### COMPITO RICHIESTO 1
Traduci in inglese questa frase del brano sulle collaborazioni industriali: "Già nel 2019 sono stati stretti 11 mila accordi di collaborazione industriale, un record."

### BRANO FORNITO
# # # # #

Dinanzi all'incertezza economico-sanitaria le compagnie stanno esplorando forme di condivisione del rischio d'impresa e dei costi come joint-venture, alleanze e corporate venture capital. Già nel 2019 sono stati stretti 11 mila accordi di collaborazione industriale, un record. Ma il 75% dei manager sondati nel BCG'S M&A Pulse Check ha intenzione di mantenere o aumentare le intese cooperative e circa il 40% ritiene la fase attuale propizia per intraprendere nuovi deal alternativi.
"La tendenza alle collaborazioni industriali è evidente anche in Italia", spiega Nicola Cavallo, Principal di BCG, esperto di M&A, "specie fra operatori di mondi un tempo diversi e ora sempre più convergenti, come il settore finanziario e quello tecnologico".
A spingere le imprese verso joint-venture e alleanze è la necessità di competenze trasversali e di ingenti investimenti indotta da cambiamenti epocali, quali digitalizzazione e deglobalizzazione, già in atto da tempo ma accelerati dalla crisi. Joint-venture e soprattutto alleanze industriali sono in crescita nel Paese da cinque anni e il 2020 si avvia a diventare il sesto.

# # # # #

Estratti di dati di puntamento
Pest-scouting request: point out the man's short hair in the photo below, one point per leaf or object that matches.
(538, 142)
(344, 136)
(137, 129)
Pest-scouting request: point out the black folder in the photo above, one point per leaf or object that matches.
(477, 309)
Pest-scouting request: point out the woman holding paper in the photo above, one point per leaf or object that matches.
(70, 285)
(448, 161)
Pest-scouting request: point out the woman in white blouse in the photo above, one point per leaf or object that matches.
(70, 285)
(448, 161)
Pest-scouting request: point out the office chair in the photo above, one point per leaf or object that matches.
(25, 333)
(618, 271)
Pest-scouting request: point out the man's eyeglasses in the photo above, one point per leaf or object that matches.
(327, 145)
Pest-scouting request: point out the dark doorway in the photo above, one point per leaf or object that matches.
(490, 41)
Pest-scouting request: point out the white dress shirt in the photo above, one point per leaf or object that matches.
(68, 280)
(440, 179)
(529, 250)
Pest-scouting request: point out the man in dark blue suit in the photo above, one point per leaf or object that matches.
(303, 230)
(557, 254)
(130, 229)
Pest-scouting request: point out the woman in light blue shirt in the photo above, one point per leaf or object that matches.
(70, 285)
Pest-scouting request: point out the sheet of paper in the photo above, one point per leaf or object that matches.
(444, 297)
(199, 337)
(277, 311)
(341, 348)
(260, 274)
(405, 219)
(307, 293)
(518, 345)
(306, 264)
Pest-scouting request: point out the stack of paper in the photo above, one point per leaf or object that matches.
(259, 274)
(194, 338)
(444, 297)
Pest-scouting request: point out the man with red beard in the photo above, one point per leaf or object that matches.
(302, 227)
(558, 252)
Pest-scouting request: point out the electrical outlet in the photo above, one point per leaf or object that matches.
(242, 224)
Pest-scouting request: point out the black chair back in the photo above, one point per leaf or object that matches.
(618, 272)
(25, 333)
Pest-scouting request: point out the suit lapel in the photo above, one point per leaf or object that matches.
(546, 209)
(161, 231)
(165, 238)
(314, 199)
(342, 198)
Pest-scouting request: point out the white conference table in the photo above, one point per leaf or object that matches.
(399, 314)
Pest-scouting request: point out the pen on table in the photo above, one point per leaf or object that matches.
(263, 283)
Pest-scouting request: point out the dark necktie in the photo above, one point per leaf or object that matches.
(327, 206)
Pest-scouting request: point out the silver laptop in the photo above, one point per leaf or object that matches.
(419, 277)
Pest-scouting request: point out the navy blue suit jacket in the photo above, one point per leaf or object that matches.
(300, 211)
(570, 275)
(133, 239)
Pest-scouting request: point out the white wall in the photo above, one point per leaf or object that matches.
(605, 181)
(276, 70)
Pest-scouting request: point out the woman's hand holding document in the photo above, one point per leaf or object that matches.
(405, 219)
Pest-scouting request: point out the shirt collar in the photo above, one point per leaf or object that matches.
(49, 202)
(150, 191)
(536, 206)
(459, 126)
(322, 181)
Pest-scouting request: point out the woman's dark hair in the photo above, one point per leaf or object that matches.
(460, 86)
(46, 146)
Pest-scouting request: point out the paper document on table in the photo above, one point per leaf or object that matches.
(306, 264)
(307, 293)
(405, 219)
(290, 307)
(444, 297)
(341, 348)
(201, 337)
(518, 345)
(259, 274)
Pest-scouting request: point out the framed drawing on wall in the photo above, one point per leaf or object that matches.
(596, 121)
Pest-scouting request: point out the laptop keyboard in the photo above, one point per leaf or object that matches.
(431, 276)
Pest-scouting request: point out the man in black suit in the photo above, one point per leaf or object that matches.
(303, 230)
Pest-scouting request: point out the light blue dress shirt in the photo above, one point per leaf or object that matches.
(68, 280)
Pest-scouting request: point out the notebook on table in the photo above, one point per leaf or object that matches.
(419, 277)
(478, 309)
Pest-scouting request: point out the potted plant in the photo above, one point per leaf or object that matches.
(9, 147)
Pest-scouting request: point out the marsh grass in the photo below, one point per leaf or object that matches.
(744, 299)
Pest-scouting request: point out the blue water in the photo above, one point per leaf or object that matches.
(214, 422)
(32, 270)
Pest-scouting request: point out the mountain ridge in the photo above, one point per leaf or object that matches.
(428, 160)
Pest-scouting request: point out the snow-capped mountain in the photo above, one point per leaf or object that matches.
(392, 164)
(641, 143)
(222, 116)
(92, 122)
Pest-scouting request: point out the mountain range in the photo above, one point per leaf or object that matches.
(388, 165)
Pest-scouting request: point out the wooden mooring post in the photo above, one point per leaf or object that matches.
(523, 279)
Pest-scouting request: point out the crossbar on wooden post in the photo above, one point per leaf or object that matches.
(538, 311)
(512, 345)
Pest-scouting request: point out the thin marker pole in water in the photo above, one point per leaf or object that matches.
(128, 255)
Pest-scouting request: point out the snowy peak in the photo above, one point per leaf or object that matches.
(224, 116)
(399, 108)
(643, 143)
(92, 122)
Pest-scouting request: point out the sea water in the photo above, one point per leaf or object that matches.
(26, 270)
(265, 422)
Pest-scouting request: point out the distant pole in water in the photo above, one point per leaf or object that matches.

# # # # #

### COMPITO RICHIESTO 2
Riscrivi le righe delle voci, richieste incluse, iniziando dalla riga che contiene "Pest-scouting request: point out the snow-capped" e proseguendo fino all'ultima riga delle voci, estremi compresi. Sposta di -7 ogni numero delle coordinate presenti nelle risposte.

### RISPOSTA AL COMPITO 1
As early as 2019, 11,000 industrial collaboration agreements were signed, a record.

### RISPOSTA AL COMPITO 2
Pest-scouting request: point out the snow-capped mountain in the photo above, one point per leaf or object that matches.
(385, 157)
(634, 136)
(215, 109)
(85, 115)
Pest-scouting request: point out the mountain range in the photo above, one point per leaf or object that matches.
(381, 158)
Pest-scouting request: point out the wooden mooring post in the photo above, one point per leaf or object that matches.
(516, 272)
Pest-scouting request: point out the crossbar on wooden post in the photo above, one point per leaf or object that matches.
(531, 304)
(505, 338)
Pest-scouting request: point out the thin marker pole in water in the photo above, one point per leaf or object that matches.
(121, 248)
Pest-scouting request: point out the snowy peak in the photo above, one point per leaf or object that matches.
(217, 109)
(392, 101)
(636, 136)
(85, 115)
Pest-scouting request: point out the sea water in the photo above, one point per leaf or object that matches.
(19, 263)
(258, 415)
Pest-scouting request: point out the distant pole in water in the photo above, one point per leaf or object that matches.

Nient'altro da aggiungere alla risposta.